# [TEXT SEGMENT]
The cruises on which the plaintiffs base their claim of jurisdiction left the port of Baltimore. The plaintiffs' cruise, however, began and ended in Miami. Because the plaintiffs' cause of action did not arise from the Baltimore cruises, the Baltimore cruises may not support a finding of personal jurisdiction under subsection (b) (1).
The plaintiffs assert that this court has personal jurisdiction pursuant to subsection (b) (2) also, because the ticket issued in this case was an air/sea contract originating in Baltimore. The defendant's brochure advertises free or reduced air fare from over 160 cities to Miami or Los Angeles for passengers on Carnival cruises. (1984 Carnival Cruise Lines brochure at 9, appended to plaintiffs' Memorandum in Response). The plaintiffs do not contend that the ticket was sold by an agent of Carnival rather than an independent travel agency. Nor do the plaintiffs claim that the carrier which flew them from Baltimore to Miami was an agent of the defendant. Instead, they contend that the defendant should be subject to personal jurisdiction simply because it offers air/sea tickets originating in Baltimore. Since the plaintiffs assert no action by Carnival with respect to the activities in Maryland, their argument is based on the actions of other entities, the travel agent and the airlines. Travel agents are not generally considered to become the agent of the one selling the cruise simply by providing tickets to passengers. Mulhern v. Holland America Cruises, 393 F. Supp. 1298, 1302 (D.N.H.1975). Nor is it likely that the airline, by carrying the passengers to Miami for these cruises, was acting as the agent of the defendant.

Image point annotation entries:
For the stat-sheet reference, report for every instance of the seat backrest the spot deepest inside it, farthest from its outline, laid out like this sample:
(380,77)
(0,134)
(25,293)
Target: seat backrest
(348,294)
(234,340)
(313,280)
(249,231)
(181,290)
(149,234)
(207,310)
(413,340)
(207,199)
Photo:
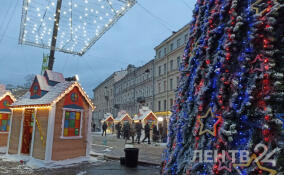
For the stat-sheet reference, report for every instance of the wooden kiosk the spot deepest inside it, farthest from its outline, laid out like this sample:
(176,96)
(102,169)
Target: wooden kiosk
(6,99)
(52,121)
(122,117)
(108,118)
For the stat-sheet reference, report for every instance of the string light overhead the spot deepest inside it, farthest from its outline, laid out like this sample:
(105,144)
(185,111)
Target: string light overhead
(81,24)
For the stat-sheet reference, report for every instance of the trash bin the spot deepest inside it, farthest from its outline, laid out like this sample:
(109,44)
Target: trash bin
(131,157)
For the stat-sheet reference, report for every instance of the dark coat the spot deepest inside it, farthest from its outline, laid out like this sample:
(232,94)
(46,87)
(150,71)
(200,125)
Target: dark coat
(104,126)
(138,128)
(147,129)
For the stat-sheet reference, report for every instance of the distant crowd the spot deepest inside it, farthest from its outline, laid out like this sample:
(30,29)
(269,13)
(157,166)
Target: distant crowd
(129,130)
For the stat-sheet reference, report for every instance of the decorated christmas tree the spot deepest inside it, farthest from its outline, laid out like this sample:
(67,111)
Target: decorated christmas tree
(228,113)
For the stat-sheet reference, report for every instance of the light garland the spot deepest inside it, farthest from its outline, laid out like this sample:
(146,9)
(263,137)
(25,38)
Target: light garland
(77,24)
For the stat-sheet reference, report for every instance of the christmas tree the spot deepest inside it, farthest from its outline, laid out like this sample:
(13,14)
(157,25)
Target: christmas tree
(228,113)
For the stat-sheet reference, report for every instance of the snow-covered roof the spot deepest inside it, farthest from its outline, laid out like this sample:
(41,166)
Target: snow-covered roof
(4,93)
(55,76)
(121,116)
(47,99)
(54,93)
(42,83)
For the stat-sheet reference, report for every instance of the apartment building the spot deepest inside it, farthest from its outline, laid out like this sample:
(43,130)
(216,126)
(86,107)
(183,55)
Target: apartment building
(168,58)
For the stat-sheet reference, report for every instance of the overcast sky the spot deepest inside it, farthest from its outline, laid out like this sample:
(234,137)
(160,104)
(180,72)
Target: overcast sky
(130,41)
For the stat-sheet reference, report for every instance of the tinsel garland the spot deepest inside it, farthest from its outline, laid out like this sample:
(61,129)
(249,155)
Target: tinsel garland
(229,67)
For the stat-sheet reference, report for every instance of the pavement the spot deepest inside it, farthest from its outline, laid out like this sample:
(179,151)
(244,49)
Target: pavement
(98,168)
(111,147)
(107,151)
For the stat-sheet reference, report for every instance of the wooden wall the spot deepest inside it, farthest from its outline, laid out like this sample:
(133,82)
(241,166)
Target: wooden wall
(15,131)
(69,148)
(39,148)
(3,139)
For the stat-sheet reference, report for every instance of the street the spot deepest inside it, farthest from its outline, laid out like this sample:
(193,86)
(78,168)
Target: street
(110,146)
(103,150)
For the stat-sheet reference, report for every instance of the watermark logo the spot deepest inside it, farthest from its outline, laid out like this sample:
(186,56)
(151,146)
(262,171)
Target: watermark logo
(237,159)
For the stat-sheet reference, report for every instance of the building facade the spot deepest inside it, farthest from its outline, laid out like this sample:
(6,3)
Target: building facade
(104,96)
(135,89)
(168,58)
(153,85)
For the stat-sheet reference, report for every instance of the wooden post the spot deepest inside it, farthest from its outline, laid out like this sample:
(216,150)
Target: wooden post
(54,35)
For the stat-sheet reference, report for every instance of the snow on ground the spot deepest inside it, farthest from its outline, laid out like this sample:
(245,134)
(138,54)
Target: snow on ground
(3,150)
(32,163)
(82,173)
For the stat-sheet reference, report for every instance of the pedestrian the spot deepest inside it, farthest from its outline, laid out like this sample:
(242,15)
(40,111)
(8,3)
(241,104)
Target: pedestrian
(161,132)
(112,128)
(138,131)
(104,127)
(118,128)
(126,130)
(155,133)
(147,133)
(132,131)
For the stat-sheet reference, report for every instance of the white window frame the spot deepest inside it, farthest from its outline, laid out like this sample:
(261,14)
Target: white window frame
(63,121)
(7,132)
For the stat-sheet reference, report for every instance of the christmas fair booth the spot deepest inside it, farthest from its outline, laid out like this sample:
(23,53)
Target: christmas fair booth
(109,119)
(52,121)
(146,115)
(123,117)
(6,99)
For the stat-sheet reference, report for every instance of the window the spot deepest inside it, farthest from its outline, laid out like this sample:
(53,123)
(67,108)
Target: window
(171,102)
(4,122)
(177,81)
(178,62)
(171,65)
(178,43)
(185,38)
(72,120)
(35,89)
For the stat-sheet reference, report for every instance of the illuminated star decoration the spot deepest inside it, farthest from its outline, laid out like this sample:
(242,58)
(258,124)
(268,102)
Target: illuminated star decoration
(262,67)
(220,167)
(214,132)
(260,10)
(281,117)
(253,157)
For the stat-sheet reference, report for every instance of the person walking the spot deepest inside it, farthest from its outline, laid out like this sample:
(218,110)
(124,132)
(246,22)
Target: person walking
(94,127)
(155,133)
(132,131)
(112,128)
(118,128)
(138,131)
(126,130)
(104,127)
(147,133)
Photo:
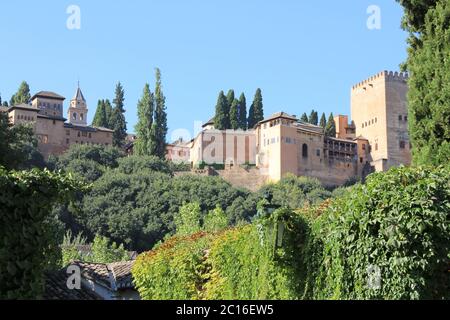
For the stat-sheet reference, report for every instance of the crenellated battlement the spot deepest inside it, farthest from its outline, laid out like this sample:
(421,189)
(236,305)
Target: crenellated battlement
(387,75)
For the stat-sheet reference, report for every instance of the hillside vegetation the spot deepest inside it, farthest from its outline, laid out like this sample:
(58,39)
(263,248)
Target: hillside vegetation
(386,239)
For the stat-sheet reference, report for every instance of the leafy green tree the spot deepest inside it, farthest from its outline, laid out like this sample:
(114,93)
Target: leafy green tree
(108,113)
(234,115)
(105,252)
(323,120)
(221,119)
(314,118)
(187,220)
(145,144)
(22,95)
(330,129)
(118,121)
(18,145)
(429,85)
(242,112)
(256,112)
(100,115)
(304,118)
(160,119)
(216,220)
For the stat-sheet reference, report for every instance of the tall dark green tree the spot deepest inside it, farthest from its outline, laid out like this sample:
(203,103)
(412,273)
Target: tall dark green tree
(100,115)
(330,129)
(118,122)
(429,84)
(221,117)
(242,112)
(256,112)
(22,95)
(234,115)
(323,120)
(108,113)
(314,118)
(144,144)
(304,118)
(160,120)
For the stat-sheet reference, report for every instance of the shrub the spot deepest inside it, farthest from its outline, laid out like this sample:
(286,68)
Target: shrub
(174,270)
(27,240)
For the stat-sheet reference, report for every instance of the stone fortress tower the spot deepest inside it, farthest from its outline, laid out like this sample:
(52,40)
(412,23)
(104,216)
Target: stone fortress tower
(380,113)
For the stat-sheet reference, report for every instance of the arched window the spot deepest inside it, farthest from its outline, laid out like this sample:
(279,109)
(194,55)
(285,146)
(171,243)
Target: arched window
(305,151)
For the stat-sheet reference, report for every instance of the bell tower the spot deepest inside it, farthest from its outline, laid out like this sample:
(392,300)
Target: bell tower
(78,109)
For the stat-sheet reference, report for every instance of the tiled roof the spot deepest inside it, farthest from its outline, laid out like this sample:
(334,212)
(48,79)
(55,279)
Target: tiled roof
(279,115)
(56,288)
(23,106)
(113,276)
(79,95)
(48,94)
(51,117)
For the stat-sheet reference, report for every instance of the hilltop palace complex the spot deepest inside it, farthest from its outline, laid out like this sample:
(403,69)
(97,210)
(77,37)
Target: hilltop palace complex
(375,139)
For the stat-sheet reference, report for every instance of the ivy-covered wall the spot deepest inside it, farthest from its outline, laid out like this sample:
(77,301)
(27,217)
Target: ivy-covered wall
(27,241)
(386,239)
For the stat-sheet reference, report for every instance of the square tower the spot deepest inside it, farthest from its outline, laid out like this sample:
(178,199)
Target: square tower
(380,113)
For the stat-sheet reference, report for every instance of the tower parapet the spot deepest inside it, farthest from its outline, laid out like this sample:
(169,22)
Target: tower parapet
(387,75)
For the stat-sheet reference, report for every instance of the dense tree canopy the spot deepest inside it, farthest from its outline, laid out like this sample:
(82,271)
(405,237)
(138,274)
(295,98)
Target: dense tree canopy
(429,88)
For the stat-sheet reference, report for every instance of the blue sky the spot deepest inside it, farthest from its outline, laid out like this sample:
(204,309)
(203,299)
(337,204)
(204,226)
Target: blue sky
(302,54)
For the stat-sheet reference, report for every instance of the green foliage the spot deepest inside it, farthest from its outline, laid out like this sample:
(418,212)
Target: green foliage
(18,146)
(22,95)
(101,250)
(187,220)
(118,122)
(256,112)
(234,115)
(397,222)
(145,145)
(216,220)
(160,120)
(242,112)
(222,117)
(415,13)
(429,90)
(323,121)
(330,128)
(28,246)
(136,164)
(100,119)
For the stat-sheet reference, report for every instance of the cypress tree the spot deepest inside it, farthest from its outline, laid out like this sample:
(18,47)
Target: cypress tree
(256,112)
(118,122)
(242,112)
(304,118)
(234,115)
(100,115)
(22,95)
(220,119)
(330,129)
(108,114)
(160,123)
(323,121)
(144,144)
(314,118)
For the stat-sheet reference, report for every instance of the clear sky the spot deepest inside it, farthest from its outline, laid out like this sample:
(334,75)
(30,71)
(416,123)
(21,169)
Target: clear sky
(302,54)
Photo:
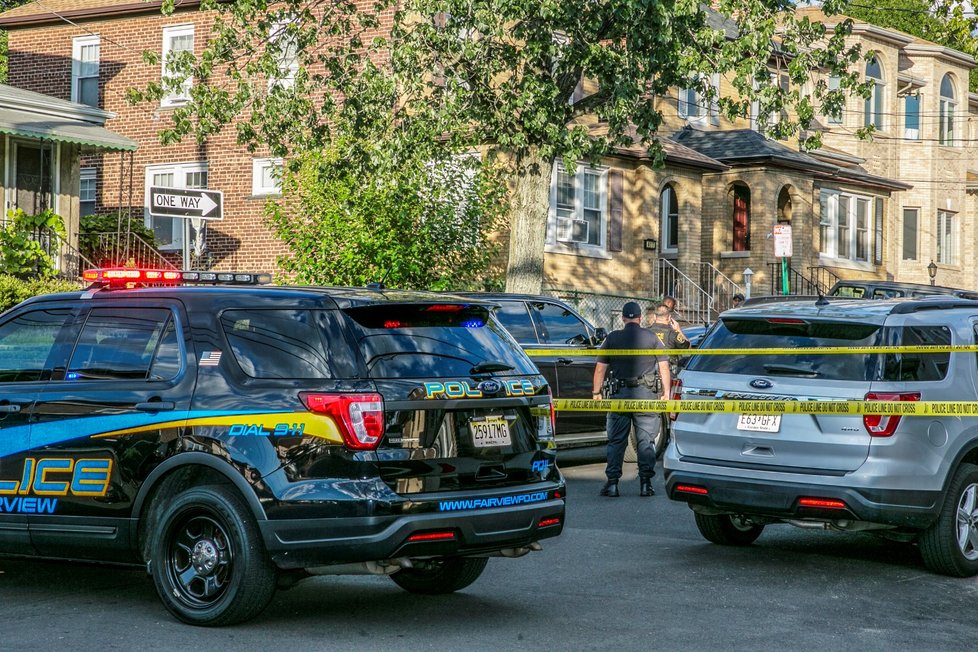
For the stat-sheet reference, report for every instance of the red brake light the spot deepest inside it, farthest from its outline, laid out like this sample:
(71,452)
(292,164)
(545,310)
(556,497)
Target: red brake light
(884,425)
(691,489)
(677,395)
(358,417)
(824,503)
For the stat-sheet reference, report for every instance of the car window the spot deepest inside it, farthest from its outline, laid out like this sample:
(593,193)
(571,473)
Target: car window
(558,325)
(434,341)
(514,317)
(26,343)
(287,344)
(117,344)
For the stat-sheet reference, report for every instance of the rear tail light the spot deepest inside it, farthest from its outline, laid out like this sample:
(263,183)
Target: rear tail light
(553,413)
(677,394)
(884,425)
(358,417)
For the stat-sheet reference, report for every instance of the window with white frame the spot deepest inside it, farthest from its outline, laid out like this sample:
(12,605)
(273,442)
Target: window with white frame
(579,208)
(946,135)
(266,176)
(947,237)
(86,192)
(873,111)
(834,118)
(171,232)
(283,42)
(669,219)
(911,117)
(84,69)
(911,233)
(177,39)
(698,106)
(847,226)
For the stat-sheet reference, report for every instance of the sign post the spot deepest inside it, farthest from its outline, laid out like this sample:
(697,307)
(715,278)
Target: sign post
(186,202)
(782,250)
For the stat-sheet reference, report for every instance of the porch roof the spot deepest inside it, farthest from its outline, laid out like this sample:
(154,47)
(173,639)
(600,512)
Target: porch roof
(42,117)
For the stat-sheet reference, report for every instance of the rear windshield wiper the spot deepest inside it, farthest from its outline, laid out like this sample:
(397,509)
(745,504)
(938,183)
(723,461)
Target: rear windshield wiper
(790,370)
(488,366)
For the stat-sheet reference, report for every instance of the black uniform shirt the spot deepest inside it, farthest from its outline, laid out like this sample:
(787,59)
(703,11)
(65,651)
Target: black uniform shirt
(632,336)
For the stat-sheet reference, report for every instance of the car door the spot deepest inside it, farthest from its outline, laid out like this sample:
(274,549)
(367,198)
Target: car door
(558,327)
(30,340)
(104,421)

# [TASK REQUIREMENTS]
Continue the court opinion on personal jurisdiction over the cruise line from the end of its last sentence.

# [WRITTEN ANSWER]
There is, therefore, no indication why the acts of the other entities should be attributed to the defendant.
"It is essential in each case that there be some act by which the defendant purposefully avails himself of the privilege of conducting activities within the forum state thus invoking the benefit and protection of its laws."
Harris v. Arlen Properties, Inc., 256 Md. 185, 195 (1969), citing Hanson v. Denckla, 357 U.S. 235, 253, 78 S. Ct. 1228, 1239, 2 L. Ed. 2d 1283 (1958). As with the analysis of subsection (b) (1), the cruises by Carnival within Maryland are prevented by subsection (a) from providing jurisdiction under subsection (b) (2), because the cause of action alleged in this case did not arise from the Maryland cruises.
If this court possesses personal jurisdiction over the defendants, it must be as a result of subsection (b) (4). This subsection permits the court to exercise personal jurisdiction over a defendant who "regularly does or solicits business, engages in any other persistent course of conduct in the State or derives substantial revenue from goods, food, services, or manufactured goods used or consumed in the State." This court has stated with regard to subsection (b) (4):
"This section authorizes jurisdiction over tortious causes of action causing injury anywhere by acts committed or omitted anywhere provided that the defendant has a sufficient nexus with *22 Maryland to satisfy the terms of the statute."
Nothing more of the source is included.